GOAL OF THE EXERCISE: Continue the forum post about growing up neglected and struggling with organization and decisions, starting after its final line.

SOURCE EXCERPT:
Member Since: Apr 2009
Location: I live with myself. Because that is all I can depend on. Everthing around me changes.
Posts: 3,439
Quote:
Originally Posted by CathySF View Post
emotionally and somewhat physically neglected as a child. Abused.

Realized that as long as I can remember had a very hard time organizing, cleaning, making decisions, etc

In addition, very stunted socially all growing up, especially since I didn't have many social opportunities when I was younger. But my parents barely talked to me anyways.

So, tonight I am writing this, and I am acknowledging my mess, disorder, etc
But for the first time I am really accepting it, not getting angry at myself, and trying to take babysteps.

In addition, from when I started college, I always had a hard time making decisions. and things got worse, which instrument to play, which language to study, which friends to hang out with

Would love to hear from others who might deal with all of this or some

Thx!!

RECORDS SUPPLIED:

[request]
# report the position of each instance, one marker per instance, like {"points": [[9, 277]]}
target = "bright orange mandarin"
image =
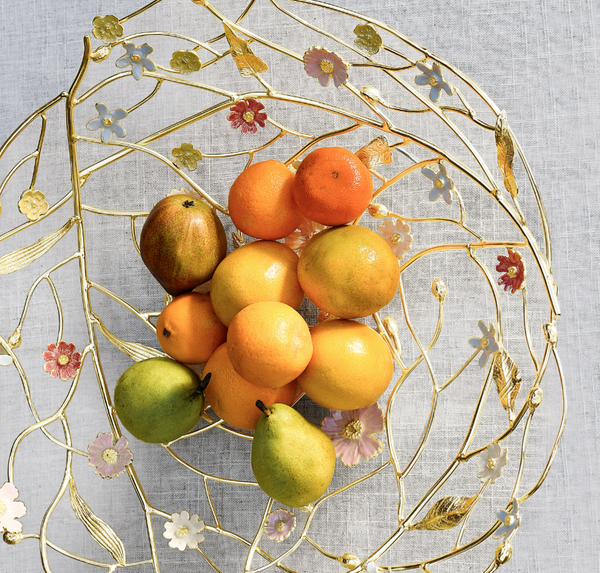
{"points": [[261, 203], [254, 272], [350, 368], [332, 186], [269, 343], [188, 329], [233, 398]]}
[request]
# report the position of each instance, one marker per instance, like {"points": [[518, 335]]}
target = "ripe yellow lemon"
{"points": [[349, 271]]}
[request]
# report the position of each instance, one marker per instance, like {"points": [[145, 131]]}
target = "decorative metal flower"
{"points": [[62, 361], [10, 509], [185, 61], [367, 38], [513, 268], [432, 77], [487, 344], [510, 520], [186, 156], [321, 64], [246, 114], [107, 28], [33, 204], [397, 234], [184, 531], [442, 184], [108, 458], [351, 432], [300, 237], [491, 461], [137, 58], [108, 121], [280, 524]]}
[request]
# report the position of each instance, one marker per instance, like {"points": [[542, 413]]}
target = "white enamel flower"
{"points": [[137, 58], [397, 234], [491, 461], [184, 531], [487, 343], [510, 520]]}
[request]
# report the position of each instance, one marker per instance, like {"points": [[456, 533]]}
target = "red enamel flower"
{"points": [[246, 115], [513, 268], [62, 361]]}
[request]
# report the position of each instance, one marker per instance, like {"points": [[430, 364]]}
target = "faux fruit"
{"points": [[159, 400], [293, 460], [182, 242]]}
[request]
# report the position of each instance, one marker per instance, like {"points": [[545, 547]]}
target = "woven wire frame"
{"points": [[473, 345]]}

RESPONSE TO THE TASK:
I hate cleaning. My aunt *bullied* me to clean my room. I think that's why I don't do it. Also, "why bother?" says my head. "Why clean? You're a mess anyway...and you're gonna mess it up again anyway..." sick.

My mess usually reflects how I am doing inside. I noticed this week my room was messy again as I started processing more issues around the traumas.

I am getting better at forgiving myself.

thanks.

I read a book long ago about a survivor who hated cleaning because it somehow made her feel like she "had to do something for someone". So she rebelled. Also she had a terrible fear of even moving (paralysis).

Just my own thoughts.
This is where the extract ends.